→ Problem statement
Please output the data from the line containing "Target: snow-covered bridge walkway" up to and including the line containing "[[[126,101],[0,136],[0,169],[255,169],[255,139]]]" as a Markdown table with the columns Row and Line, leaving out any blank lines.

→ Items from a dataset

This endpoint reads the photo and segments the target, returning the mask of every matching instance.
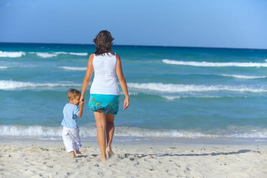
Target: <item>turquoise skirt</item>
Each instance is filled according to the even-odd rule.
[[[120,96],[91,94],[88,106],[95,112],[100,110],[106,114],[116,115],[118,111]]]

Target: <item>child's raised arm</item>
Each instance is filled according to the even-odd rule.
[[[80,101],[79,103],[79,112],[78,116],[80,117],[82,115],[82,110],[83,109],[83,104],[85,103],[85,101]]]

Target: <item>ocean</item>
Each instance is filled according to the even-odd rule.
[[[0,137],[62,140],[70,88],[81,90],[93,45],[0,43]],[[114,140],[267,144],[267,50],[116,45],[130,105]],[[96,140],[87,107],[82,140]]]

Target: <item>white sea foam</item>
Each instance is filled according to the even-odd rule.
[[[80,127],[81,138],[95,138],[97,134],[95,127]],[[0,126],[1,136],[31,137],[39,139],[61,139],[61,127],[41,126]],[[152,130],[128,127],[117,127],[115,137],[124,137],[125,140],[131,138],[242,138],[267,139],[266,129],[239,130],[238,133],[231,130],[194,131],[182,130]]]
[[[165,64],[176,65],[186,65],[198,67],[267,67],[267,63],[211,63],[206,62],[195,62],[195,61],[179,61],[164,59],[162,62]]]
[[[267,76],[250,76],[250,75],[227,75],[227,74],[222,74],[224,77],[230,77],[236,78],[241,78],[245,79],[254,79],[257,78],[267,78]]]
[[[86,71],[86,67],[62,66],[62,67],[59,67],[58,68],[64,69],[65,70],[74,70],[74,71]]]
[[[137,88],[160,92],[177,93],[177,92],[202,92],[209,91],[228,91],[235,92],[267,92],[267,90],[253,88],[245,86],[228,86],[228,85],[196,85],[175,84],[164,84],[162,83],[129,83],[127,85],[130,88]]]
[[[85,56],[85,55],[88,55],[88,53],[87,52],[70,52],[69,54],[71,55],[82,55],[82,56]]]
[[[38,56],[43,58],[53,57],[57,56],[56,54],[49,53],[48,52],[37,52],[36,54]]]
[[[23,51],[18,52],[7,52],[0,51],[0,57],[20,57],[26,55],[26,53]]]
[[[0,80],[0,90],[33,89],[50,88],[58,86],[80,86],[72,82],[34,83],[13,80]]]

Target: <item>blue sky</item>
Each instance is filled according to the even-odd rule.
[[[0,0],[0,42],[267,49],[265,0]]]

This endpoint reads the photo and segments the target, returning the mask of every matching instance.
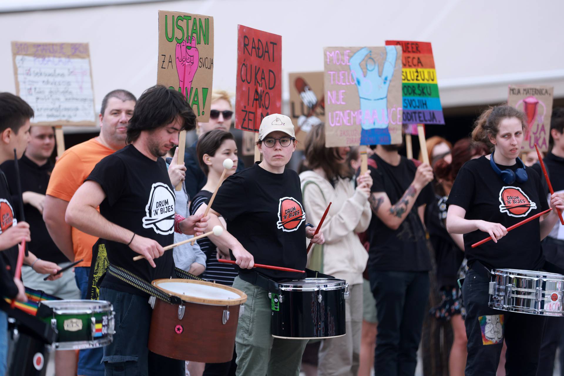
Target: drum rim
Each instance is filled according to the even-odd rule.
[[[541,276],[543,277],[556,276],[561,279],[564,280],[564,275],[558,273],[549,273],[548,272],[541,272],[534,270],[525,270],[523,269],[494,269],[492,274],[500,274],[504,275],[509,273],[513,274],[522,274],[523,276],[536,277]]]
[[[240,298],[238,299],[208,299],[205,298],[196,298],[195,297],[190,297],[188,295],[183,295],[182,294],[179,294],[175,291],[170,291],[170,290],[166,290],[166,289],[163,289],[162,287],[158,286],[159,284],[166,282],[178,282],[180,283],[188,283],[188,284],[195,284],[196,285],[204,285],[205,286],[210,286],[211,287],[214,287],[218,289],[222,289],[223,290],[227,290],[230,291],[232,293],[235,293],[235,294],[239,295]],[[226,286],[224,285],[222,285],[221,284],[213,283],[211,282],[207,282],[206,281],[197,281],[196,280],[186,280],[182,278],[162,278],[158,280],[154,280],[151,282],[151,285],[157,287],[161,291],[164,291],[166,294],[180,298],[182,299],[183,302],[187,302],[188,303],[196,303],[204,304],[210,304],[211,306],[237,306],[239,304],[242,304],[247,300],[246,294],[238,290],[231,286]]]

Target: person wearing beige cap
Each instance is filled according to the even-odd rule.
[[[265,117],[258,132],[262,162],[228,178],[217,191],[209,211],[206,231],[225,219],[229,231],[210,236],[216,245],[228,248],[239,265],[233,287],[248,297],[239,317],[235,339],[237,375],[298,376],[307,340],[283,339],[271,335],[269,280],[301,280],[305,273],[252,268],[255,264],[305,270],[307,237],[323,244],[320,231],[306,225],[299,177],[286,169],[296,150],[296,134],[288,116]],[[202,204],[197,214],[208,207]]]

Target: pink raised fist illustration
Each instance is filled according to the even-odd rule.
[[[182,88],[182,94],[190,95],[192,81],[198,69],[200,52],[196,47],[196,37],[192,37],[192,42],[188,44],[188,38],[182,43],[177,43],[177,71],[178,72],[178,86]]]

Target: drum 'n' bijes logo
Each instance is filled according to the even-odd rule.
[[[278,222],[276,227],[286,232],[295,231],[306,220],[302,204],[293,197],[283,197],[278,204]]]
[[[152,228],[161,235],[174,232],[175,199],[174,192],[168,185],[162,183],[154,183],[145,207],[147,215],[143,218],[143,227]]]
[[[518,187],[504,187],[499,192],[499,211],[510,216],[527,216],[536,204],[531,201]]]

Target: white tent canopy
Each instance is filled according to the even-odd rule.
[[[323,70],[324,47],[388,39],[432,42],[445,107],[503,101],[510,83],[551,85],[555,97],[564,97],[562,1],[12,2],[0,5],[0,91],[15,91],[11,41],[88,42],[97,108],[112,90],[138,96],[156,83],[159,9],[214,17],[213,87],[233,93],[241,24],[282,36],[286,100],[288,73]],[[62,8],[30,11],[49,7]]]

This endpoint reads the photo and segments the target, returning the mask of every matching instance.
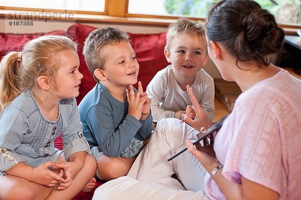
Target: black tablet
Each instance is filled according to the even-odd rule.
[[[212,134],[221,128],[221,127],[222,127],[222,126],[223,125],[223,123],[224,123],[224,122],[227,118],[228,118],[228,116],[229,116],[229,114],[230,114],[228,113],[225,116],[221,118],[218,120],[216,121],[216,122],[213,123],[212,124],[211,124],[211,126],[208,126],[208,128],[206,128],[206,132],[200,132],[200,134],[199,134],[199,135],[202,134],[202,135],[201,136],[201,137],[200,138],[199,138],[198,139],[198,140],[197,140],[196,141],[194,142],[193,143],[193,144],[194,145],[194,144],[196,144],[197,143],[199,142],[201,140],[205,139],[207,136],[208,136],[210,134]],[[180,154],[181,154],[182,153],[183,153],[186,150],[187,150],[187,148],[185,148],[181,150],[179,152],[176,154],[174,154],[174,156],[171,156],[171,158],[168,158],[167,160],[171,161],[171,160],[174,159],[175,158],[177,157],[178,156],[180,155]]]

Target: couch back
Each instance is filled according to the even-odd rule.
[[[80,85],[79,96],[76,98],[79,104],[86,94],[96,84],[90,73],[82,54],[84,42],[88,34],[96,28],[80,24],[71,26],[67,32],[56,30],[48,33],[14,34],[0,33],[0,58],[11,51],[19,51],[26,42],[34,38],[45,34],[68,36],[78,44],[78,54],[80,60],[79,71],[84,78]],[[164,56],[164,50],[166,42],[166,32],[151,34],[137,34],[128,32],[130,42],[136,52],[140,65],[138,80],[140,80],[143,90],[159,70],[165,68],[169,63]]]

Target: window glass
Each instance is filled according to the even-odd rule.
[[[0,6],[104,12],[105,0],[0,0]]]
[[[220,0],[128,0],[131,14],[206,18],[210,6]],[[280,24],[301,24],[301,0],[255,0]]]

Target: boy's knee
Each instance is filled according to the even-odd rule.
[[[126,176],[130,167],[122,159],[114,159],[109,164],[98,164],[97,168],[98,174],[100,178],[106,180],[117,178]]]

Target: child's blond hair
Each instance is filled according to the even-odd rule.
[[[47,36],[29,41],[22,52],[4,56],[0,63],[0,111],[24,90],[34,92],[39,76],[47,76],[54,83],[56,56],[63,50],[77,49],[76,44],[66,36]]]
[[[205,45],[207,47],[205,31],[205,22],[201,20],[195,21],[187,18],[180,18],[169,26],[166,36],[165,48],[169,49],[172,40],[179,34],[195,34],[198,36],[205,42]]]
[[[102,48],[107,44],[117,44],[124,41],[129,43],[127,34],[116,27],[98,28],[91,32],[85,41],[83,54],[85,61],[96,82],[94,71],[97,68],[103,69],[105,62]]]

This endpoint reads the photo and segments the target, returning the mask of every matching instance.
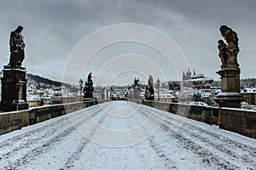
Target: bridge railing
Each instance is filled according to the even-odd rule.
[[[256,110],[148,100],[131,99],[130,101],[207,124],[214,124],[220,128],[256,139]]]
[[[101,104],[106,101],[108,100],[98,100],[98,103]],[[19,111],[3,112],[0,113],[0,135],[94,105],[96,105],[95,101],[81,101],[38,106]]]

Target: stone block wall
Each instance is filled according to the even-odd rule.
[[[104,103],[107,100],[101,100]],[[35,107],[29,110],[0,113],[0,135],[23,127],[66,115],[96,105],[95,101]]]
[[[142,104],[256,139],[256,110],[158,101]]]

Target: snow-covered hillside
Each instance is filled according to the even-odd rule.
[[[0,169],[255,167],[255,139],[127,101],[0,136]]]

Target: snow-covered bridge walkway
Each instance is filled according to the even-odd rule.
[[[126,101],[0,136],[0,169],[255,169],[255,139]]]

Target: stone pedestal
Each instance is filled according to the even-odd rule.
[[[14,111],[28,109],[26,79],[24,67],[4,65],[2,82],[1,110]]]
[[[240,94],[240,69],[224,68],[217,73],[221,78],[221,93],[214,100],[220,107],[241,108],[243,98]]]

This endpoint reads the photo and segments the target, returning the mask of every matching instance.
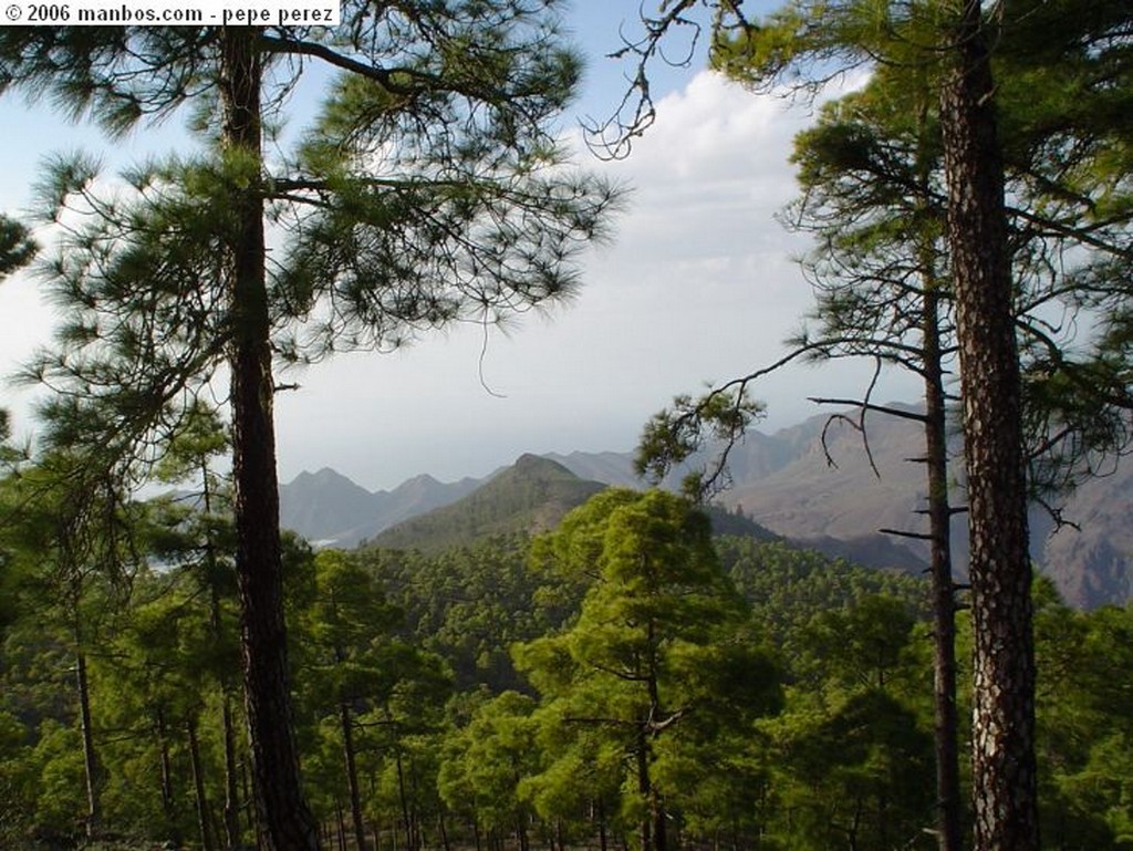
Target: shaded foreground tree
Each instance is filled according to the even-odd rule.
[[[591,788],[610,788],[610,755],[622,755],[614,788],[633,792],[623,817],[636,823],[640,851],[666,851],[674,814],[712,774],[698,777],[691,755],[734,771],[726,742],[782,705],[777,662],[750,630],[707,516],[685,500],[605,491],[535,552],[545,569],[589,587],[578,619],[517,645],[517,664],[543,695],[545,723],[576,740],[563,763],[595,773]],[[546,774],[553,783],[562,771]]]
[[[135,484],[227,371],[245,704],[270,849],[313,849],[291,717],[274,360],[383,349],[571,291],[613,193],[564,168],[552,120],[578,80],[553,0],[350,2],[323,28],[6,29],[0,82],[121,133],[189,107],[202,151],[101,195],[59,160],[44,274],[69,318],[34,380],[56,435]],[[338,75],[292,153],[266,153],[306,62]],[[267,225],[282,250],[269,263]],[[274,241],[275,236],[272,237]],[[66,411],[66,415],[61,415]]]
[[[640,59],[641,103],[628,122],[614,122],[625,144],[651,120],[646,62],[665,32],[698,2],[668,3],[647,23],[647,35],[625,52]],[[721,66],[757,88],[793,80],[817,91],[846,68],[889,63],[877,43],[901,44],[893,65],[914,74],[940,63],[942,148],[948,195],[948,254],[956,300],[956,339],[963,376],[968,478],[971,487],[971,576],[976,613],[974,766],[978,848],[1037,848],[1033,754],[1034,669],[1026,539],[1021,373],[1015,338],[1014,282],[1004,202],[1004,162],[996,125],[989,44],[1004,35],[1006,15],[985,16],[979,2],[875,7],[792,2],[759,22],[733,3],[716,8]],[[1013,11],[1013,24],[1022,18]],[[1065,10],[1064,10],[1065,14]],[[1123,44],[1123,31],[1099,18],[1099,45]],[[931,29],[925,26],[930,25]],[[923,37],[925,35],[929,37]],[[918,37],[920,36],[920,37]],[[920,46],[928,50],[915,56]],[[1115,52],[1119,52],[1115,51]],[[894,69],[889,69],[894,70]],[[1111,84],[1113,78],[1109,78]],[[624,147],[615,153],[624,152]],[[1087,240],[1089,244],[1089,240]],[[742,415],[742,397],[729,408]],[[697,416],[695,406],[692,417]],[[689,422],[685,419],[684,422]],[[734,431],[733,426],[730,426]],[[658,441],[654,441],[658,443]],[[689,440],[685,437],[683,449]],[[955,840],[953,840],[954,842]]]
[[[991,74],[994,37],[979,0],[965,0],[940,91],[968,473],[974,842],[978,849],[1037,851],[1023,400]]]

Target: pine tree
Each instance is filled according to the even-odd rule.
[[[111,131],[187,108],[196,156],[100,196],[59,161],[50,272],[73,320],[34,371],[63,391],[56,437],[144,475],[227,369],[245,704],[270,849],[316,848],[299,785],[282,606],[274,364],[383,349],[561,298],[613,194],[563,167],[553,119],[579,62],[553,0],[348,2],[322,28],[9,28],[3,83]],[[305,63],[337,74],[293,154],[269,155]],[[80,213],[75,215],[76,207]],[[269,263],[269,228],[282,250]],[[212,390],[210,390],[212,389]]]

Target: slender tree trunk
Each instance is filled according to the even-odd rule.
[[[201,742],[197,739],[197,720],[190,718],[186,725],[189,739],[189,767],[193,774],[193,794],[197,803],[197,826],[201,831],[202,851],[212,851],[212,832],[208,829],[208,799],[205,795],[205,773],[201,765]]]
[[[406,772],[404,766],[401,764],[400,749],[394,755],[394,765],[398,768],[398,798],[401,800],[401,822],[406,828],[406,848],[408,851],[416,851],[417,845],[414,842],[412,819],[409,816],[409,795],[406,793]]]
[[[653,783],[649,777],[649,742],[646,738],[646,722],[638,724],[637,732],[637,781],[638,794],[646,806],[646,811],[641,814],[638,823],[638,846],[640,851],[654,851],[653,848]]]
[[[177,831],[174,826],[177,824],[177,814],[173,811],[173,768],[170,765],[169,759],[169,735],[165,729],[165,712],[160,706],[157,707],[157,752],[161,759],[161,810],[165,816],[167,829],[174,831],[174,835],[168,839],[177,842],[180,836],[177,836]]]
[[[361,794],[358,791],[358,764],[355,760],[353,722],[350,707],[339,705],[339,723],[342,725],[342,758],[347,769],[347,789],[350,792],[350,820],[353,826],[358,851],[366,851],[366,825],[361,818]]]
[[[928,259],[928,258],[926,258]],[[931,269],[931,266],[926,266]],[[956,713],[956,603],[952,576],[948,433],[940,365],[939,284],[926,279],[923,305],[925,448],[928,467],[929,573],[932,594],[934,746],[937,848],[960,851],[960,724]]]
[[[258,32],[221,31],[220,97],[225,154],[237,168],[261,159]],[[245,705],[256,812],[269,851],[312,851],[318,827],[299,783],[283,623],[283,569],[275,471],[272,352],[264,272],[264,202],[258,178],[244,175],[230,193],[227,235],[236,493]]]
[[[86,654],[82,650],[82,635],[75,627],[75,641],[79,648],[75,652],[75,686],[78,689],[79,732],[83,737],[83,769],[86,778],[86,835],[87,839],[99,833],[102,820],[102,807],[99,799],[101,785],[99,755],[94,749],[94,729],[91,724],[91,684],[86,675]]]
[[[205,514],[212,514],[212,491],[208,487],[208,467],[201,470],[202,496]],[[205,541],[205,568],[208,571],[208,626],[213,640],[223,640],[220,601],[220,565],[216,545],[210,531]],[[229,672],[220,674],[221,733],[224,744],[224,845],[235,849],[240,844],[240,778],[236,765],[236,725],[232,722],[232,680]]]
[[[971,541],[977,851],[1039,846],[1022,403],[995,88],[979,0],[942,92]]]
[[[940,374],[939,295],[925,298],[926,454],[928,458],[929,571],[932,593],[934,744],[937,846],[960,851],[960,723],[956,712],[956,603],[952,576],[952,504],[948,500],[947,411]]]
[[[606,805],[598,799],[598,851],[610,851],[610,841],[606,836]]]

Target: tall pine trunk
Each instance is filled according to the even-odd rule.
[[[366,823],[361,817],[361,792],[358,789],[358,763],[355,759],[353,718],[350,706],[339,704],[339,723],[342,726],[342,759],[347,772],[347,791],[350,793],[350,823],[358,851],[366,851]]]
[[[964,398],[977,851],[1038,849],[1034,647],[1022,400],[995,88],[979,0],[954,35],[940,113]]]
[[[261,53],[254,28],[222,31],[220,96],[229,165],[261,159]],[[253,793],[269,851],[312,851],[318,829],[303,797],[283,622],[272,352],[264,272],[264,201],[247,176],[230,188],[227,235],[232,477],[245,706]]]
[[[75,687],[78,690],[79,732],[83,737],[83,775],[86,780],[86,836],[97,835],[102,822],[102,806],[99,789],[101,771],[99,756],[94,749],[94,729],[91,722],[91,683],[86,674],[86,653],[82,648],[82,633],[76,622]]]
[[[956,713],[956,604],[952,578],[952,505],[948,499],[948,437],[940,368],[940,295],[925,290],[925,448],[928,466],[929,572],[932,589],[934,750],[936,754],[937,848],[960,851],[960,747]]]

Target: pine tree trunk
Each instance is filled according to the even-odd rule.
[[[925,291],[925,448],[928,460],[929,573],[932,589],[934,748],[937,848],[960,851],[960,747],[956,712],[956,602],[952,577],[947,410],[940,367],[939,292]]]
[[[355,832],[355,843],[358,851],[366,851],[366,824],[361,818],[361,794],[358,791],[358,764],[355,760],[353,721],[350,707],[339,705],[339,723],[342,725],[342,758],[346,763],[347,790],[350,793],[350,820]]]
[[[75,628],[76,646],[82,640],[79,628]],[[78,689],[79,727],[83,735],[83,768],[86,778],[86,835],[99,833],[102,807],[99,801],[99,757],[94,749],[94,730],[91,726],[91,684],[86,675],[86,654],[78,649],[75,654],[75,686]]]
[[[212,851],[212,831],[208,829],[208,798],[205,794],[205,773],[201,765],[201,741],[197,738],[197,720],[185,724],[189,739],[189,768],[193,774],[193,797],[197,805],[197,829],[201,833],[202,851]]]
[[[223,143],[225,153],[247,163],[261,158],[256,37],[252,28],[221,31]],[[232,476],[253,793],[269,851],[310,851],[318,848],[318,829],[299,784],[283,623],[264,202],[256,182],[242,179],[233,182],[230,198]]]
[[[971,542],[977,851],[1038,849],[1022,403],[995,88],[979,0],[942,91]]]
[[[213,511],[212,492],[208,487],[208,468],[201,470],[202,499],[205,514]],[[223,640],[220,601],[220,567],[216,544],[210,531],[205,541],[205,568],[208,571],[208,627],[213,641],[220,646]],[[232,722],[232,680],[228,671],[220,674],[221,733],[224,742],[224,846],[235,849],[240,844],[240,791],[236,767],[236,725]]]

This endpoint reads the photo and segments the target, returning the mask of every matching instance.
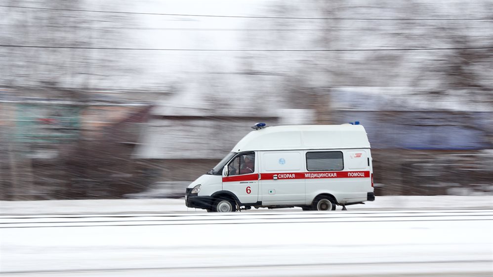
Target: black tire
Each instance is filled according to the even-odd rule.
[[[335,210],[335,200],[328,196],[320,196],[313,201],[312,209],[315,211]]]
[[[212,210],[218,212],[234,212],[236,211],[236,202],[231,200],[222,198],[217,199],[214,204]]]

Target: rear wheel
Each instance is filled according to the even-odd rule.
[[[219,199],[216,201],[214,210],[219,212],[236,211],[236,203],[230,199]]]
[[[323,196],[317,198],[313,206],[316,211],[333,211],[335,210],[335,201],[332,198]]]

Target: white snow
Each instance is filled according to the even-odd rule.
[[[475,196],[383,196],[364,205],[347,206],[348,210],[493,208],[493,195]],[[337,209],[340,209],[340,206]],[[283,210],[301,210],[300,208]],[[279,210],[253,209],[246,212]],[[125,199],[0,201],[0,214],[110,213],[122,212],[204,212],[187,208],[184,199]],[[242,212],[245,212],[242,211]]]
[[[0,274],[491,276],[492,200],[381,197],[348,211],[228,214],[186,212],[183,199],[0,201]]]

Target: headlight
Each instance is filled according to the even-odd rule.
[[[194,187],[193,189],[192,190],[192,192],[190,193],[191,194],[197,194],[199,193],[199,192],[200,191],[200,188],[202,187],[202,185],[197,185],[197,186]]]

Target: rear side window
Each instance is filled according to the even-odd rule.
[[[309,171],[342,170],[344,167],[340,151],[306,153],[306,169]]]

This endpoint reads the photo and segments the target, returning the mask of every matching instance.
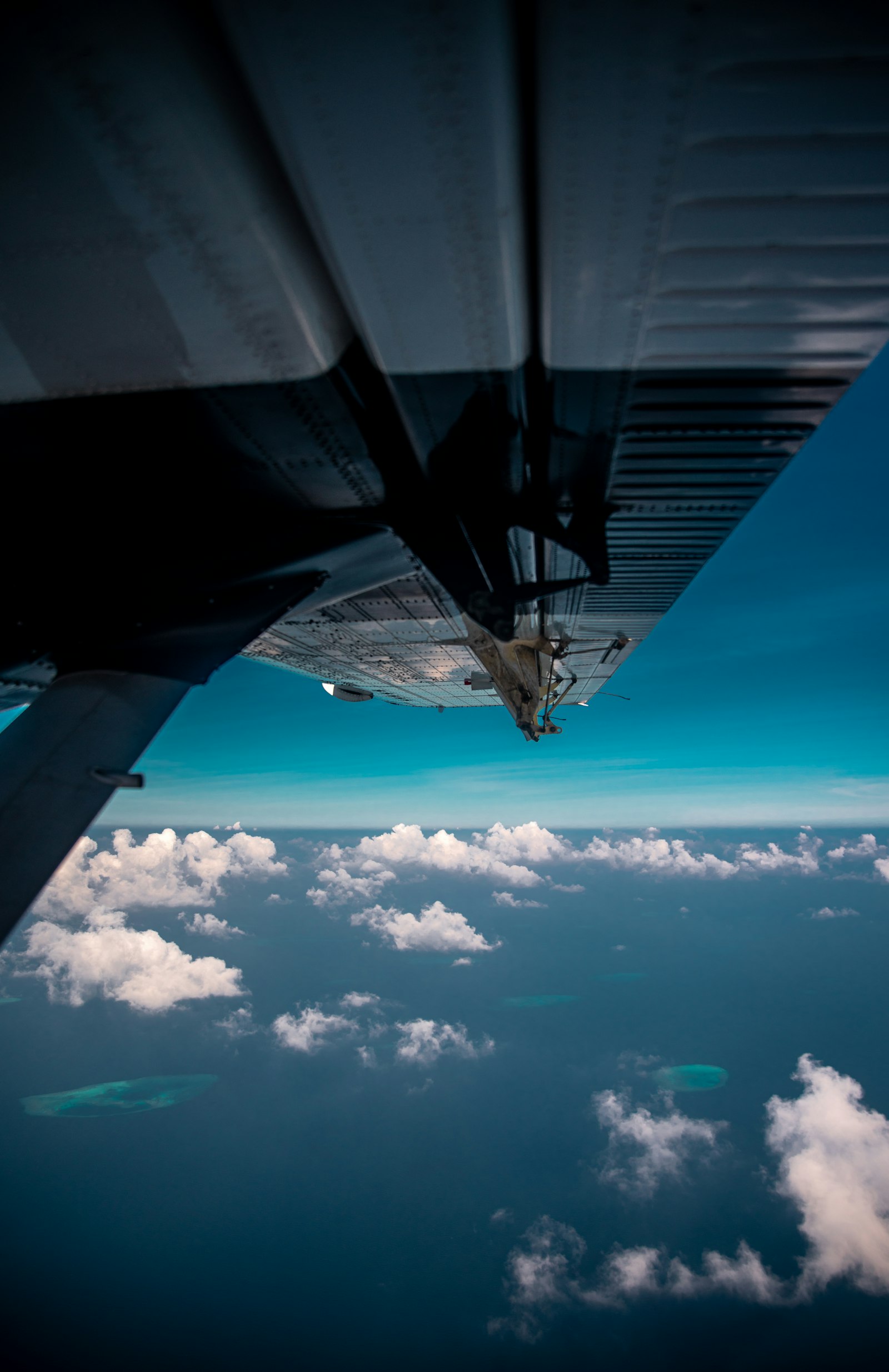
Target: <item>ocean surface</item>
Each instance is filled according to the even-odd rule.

→ Solution
| Row | Line |
|---|---|
| 1 | Target: snow-covered bridge walkway |
| 2 | Each instance is filled according to the even-odd rule. |
| 3 | [[[126,101],[0,136],[0,169],[255,169],[255,139]]] |